**EXCERPT PROVIDED:**
==============================

At step 980, the processor 110 can determine whether the measurements are greater than or equal to a threshold value. In particular, the calculated difference between the "first distance" and the "second distance" may be compared to a predetermined misalignment threshold to ascertain whether the difference between the first distance and the second distance (i.e., the misalignment of the left and right eyes) is significant enough to determine that the patient is suffering from a condition associated with ocular misalignment (e.g., strabismus, heterophoria, etc.). If the calculated difference is greater than or equal to the predetermined misalignment threshold, the processor 110 may diagnose the patient 200 as having an ocular misalignment condition. The predetermined misalignment threshold may be stored in the memory 120 and retrieved from the memory 120 by the processor 110. The misalignment threshold may be predefined to a default value, such as three prism diopters, for example, and may be tuned according to the preference of the user. At step 985, the processor 110 can determine whether the patient 200 has a condition associated with ocular misalignment, such as strabismus, based on the obtained ocular misalignment measurements. The processor 110 can determine a confidence level (i.e., a likelihood) of the patient 200 having strabismus, according to the measurements performed in steps 965 and 970. The display screen 152 can display these results to the patient 200.

Additionally, the results can optionally be transmitted to an external vision care provider (e.g., using the wireless transmission unit 130).

The procedure 900 illustratively ends at step 990. The techniques by which the steps of procedure 900 may be performed, as well as ancillary procedures and parameters, are described in detail above.

It should be noted that the steps shown in FIG. 9 are merely examples for illustration, and certain other steps may be included or excluded as desired. Further, while a particular order of the steps is shown, this ordering is merely illustrative, and any suitable arrangement of the steps may be utilized without departing from the scope of the embodiments herein. Even further, the illustrated steps may be modified in any suitable manner in accordance with the scope of the present claims.

==============================

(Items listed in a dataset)
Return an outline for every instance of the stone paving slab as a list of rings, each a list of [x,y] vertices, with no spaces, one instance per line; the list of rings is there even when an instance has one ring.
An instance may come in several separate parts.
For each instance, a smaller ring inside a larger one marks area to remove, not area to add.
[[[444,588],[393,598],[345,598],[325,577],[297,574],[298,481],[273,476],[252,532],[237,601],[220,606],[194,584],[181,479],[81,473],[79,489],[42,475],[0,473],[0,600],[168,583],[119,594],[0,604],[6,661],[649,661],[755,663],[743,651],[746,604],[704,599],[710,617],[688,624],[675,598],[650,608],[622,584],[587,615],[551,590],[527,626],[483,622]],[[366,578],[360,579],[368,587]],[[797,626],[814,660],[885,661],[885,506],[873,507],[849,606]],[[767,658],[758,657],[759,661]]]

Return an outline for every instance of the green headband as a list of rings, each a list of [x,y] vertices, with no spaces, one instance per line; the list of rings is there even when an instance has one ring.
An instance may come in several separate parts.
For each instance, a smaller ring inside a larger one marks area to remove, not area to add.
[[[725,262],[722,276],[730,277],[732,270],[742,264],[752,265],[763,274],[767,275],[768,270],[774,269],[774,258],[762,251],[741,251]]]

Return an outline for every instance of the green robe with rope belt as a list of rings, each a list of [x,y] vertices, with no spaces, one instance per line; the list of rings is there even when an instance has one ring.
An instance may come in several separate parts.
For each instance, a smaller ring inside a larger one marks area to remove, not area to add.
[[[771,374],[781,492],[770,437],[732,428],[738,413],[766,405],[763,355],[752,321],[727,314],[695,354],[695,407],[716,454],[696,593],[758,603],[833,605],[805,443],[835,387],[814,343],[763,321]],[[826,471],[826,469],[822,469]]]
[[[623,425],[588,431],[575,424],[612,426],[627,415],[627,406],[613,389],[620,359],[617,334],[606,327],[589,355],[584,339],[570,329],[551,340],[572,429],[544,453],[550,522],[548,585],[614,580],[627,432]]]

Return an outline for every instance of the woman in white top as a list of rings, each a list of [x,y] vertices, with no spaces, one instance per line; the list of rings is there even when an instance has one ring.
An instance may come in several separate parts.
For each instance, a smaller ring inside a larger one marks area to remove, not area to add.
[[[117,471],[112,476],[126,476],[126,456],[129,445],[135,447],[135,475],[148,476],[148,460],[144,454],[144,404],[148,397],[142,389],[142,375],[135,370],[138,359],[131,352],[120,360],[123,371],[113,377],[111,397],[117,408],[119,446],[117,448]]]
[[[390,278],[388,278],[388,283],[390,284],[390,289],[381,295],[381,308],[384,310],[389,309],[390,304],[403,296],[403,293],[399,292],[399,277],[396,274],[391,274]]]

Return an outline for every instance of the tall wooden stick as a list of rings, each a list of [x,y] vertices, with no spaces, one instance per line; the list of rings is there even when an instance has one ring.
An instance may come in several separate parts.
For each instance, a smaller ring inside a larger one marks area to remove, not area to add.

==============================

**APPLY WHAT YOU READ:**
(a) Answer these questions using the excerpt on ocular misalignment.
(i) What default value is given as an example for the misalignment threshold?
(ii) At which step does procedure 900 end?
(iii) What component can optionally be used to send the results to an external vision care provider?
(b) Extend the excerpt on ocular misalignment by continuing it from its last sentence.

**ANSWERS FOR THE TASKS:**
(a)
(i) Three prism diopters.
(ii) Step 990.
(iii) The wireless transmission unit 130.

(b)
Example 1 : Evaluation of Mobile Device Application for Measuring Eye Alignment

The mobile device application described herein performs an automated photographic Hirschberg test with goals of obtaining rapid, convenient, and quantifiable measurements of both manifest and latent eye deviations. To use the application, an examiner may ask the patient to fixate on a point (e.g., a rear-facing camera of the mobile device), and either capture a photo or record a video while covering or uncovering the patient's eyes. The mobile device application processes the captured image or video and computes the eye deviation based on de-centration of the corneal reflection. In an effort to evaluate the mobile device application, eye deviations measured by the application were compared to the ground truth and within subjects in two separate trials for 25 normally sighted subjects fixating monocularly on targets covering an angular range of 46Δ (prism diopters (PD) can be shown using the symbol Δ). In another experiment, phoria measurements of 14 normally sighted subjects were compared between the application and the Modified Thorington (MT) method.

The results, as described below, demonstrate that a 95% confidence interval for repeated Hirschberg ratios (HR) obtained by the mobile device application was +1.57Δ. Eye deviations measured by the application were correlated with the ground truth (R ² = 1.003; p < 0.001), with a root mean squared error (RMSE) of 1.7Δ for eye deviations within +10Δ (2.4Δ over entire range). Phoria measurements with the application were strongly correlated with MT (R ² =0.97; p < 0.001), with an error of -0.76+1.6Δ. Accordingly, the mobile device application described herein can accurately and reliably measure a wide range of eye deviations and phoria that correlate closely with the conventional clinical method of MT.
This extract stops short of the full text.